→ Try it
Bring together all lines from the listing below that contain the string "flower".

→ Dataset excerpts
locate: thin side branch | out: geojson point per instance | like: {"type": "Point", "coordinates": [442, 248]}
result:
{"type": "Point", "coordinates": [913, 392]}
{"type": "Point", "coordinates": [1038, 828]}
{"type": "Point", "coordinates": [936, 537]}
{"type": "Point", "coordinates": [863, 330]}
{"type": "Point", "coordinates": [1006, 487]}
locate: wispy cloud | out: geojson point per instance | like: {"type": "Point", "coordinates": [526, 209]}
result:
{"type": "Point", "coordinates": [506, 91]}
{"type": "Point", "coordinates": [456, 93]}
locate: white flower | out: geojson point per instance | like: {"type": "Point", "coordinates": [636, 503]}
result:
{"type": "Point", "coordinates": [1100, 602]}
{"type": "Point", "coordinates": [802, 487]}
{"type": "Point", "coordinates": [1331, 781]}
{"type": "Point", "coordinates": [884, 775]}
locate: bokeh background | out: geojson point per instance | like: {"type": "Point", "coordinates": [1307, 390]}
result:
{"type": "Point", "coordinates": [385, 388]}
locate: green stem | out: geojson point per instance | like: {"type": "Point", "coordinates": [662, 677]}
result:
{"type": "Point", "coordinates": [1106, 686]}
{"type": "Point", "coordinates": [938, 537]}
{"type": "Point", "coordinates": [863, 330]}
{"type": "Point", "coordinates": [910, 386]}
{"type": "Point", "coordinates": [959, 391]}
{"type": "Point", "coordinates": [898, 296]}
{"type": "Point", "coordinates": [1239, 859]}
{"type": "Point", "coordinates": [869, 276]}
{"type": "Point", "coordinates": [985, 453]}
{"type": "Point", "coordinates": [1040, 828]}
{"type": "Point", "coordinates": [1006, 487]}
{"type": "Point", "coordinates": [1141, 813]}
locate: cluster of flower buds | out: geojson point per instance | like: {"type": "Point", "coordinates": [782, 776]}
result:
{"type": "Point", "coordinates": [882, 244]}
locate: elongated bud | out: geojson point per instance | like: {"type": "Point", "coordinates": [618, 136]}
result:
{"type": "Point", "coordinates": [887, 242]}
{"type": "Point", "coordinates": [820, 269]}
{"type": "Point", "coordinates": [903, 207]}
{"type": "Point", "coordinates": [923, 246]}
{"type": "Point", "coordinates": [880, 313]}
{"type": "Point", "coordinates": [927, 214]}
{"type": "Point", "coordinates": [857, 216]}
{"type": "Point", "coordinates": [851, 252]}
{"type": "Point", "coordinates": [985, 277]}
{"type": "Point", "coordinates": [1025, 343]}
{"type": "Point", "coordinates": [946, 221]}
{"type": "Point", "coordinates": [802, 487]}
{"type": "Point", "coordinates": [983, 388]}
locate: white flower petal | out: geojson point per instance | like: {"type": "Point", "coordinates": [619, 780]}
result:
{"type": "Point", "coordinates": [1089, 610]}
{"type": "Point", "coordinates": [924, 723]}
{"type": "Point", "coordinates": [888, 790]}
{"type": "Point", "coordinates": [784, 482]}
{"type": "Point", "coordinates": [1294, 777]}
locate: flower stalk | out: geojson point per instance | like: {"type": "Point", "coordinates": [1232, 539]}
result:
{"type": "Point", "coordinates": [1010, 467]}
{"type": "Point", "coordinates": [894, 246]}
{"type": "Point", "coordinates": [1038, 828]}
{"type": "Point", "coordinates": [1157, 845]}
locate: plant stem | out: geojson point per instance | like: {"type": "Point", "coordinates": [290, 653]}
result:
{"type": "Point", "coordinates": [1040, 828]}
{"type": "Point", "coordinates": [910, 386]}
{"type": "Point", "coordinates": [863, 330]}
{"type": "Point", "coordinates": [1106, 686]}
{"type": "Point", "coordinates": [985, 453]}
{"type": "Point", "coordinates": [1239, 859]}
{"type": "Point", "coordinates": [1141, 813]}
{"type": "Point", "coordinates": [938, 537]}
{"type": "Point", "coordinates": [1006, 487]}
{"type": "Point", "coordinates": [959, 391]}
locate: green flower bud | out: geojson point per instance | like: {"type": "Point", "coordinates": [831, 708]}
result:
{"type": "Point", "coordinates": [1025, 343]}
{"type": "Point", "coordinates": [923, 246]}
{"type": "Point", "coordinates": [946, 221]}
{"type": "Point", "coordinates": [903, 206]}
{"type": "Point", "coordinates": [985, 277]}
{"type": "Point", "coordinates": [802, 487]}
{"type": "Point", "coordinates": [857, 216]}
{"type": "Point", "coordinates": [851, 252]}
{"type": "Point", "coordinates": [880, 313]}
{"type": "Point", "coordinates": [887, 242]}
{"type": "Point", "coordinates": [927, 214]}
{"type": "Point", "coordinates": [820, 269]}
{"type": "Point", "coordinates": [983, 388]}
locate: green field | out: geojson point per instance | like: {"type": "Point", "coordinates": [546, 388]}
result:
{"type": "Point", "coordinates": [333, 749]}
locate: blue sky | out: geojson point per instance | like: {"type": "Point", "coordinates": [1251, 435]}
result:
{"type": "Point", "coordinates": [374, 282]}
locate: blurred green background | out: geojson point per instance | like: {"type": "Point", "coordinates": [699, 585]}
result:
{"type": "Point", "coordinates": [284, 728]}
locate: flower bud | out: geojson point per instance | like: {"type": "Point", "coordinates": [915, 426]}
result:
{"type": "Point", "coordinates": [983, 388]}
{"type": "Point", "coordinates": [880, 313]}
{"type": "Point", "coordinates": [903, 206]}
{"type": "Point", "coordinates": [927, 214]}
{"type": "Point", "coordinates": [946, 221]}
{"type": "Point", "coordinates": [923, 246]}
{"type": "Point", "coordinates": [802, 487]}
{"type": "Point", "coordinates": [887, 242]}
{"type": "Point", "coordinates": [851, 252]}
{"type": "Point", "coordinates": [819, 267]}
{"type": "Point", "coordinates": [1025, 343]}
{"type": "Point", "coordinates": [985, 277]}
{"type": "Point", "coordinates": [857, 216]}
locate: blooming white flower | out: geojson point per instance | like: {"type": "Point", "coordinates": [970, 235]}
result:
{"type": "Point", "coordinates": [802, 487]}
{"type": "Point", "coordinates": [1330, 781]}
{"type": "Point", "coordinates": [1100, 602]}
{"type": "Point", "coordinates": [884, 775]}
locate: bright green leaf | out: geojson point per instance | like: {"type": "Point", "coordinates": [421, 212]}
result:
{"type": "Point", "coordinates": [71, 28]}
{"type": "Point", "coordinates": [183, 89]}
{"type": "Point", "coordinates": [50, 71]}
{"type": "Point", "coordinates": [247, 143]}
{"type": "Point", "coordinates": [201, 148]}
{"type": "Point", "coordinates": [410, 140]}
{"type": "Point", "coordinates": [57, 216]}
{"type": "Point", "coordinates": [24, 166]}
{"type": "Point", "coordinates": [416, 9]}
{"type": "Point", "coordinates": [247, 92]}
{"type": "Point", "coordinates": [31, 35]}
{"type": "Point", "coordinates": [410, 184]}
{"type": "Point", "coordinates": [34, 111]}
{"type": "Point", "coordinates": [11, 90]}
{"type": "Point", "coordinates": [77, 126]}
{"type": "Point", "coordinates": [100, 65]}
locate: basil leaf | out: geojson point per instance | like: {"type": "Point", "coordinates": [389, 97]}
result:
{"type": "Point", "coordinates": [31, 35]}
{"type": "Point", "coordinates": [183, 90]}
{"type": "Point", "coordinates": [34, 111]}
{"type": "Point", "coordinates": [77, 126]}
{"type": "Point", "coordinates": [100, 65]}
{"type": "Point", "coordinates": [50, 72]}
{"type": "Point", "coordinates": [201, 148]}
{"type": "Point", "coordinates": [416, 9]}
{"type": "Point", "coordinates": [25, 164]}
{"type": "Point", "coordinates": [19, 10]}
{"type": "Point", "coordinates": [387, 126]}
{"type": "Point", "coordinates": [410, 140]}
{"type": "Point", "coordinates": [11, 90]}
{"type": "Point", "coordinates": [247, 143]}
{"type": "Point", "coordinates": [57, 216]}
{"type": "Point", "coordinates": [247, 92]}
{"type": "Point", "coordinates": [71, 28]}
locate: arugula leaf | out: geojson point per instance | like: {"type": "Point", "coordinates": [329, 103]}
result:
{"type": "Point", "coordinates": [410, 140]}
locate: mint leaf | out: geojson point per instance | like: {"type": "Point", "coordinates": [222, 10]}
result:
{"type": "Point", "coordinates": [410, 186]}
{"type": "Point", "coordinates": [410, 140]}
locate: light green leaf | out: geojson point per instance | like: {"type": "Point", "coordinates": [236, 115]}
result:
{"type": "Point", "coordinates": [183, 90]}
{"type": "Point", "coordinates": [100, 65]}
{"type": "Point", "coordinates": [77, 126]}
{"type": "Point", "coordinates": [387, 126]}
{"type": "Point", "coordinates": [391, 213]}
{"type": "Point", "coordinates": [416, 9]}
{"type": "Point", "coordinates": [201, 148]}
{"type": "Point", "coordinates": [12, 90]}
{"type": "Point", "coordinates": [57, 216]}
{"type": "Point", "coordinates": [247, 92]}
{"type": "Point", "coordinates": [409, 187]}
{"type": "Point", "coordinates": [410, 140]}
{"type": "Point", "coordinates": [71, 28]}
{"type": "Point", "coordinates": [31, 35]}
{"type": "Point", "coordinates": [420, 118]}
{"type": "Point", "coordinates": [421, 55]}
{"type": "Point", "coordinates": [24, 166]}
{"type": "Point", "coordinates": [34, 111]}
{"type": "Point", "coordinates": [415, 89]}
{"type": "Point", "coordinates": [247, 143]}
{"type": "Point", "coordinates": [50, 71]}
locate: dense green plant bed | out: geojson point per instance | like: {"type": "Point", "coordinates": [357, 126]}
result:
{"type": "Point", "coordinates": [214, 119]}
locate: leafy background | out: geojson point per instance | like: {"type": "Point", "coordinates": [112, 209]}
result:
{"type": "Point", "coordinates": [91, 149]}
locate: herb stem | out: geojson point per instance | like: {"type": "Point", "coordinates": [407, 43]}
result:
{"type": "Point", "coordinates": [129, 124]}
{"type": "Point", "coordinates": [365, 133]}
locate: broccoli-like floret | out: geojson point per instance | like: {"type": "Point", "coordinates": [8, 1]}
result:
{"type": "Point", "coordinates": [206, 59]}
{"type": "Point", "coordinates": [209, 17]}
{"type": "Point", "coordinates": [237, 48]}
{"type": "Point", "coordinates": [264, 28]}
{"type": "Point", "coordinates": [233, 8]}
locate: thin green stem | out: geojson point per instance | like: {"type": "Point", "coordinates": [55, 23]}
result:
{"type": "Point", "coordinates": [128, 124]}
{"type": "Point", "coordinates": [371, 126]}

→ Response to the task
locate: white flower | out: geojson point per instance | like: {"type": "Point", "coordinates": [636, 503]}
locate: cluster of flower buds | out: geojson point per instance | like: {"type": "Point", "coordinates": [782, 776]}
locate: white flower petal | out: geojson point per instance | like: {"type": "Point", "coordinates": [619, 780]}
locate: flower stalk | out: geojson point per instance | like: {"type": "Point", "coordinates": [1232, 539]}
locate: green flower bud | out: geojson point per instance | like: {"type": "Point", "coordinates": [831, 708]}
locate: flower bud | out: geojson point per instance | like: {"type": "Point", "coordinates": [915, 426]}
locate: blooming white flower | out: geojson point per instance | like: {"type": "Point", "coordinates": [970, 235]}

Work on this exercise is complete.